## 文書
####################

元「特選街」編集長Iさんにすすめられた、元NHKディレクター吉田直哉のエッ
セイ集「まなこ つむれば…」(筑摩書房/2000年1月刊)を読んでいると、司
馬遼太郎の追悼文や思い出話が頻繁に出てきた。

その中で、NHKスペシャル「張学良がいま語る~日中戦争への道」で最初に張
学良が会見人に指名したのが司馬遼太郎だった話が紹介されていた。平成2年
に放映された番組で、結局、聞き手は磯村尚徳になったようだが、吉田直哉は、
その後の司馬遼太郎からの手紙を披露する。

「テーゼとアンチテーゼが刃物のようにそぎ立っている、その刃の上を素足で
(血を流して)歩くのが、自分の立場(思考法)」と司馬遼太郎は自分が歴史
を一面からしか見ない人間ではないことを明らかにし、それを張学良がわかっ
て指名してくれたのだと大いに喜び「大げさにいって、生きてきた甲斐があっ
たなと思いました」とまで書く。

####################

## データセット行
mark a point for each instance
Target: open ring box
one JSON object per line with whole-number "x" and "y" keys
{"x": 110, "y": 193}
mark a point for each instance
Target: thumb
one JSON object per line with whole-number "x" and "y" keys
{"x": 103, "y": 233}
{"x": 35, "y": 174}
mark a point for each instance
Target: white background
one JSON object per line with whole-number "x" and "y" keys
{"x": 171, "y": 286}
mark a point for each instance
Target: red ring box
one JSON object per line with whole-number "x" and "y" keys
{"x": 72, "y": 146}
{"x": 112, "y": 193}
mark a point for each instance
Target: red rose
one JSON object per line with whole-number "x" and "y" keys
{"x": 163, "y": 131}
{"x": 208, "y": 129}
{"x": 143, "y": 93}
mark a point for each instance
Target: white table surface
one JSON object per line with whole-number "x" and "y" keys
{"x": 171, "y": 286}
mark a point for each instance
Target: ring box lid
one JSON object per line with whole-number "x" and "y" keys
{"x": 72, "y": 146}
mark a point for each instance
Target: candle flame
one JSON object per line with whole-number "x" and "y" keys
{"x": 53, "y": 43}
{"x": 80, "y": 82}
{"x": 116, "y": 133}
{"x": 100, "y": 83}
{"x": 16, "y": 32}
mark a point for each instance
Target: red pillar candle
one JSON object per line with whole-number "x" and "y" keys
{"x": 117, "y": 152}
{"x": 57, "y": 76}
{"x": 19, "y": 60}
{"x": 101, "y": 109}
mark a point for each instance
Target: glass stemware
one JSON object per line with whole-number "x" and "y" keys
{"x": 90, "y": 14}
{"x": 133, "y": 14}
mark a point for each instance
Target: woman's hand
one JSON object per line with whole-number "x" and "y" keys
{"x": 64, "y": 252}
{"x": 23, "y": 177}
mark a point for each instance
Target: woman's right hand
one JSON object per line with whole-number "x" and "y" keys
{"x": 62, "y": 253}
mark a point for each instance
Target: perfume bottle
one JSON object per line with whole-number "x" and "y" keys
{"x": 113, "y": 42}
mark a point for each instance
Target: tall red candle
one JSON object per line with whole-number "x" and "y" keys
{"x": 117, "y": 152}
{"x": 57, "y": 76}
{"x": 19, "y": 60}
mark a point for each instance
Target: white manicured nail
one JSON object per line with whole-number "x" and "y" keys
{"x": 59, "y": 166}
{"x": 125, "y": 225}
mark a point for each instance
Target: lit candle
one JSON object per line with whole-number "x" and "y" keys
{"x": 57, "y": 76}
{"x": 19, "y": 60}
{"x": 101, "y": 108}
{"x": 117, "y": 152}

####################

## 演習課題
1. 文書中の一文「平成2年に放映された番組で、結局、聞き手は磯村尚徳になったようだが、吉田直哉は、その後の司馬遼太郎からの手紙を披露する。」を英語に翻訳せよ。
2. リストから文字列"woman"を含む行をすべて列挙せよ。大文字と小文字は区別すること。
文書とリストの間に関連はない。

## 課題の解答
1. It was a program broadcast in Heisei 2, and in the end the interviewer apparently became Isomura Hisanori, but Yoshida Naoya presents the letter that later came from Shiba Ryotaro.

2.
Target: woman's hand
Target: woman's right hand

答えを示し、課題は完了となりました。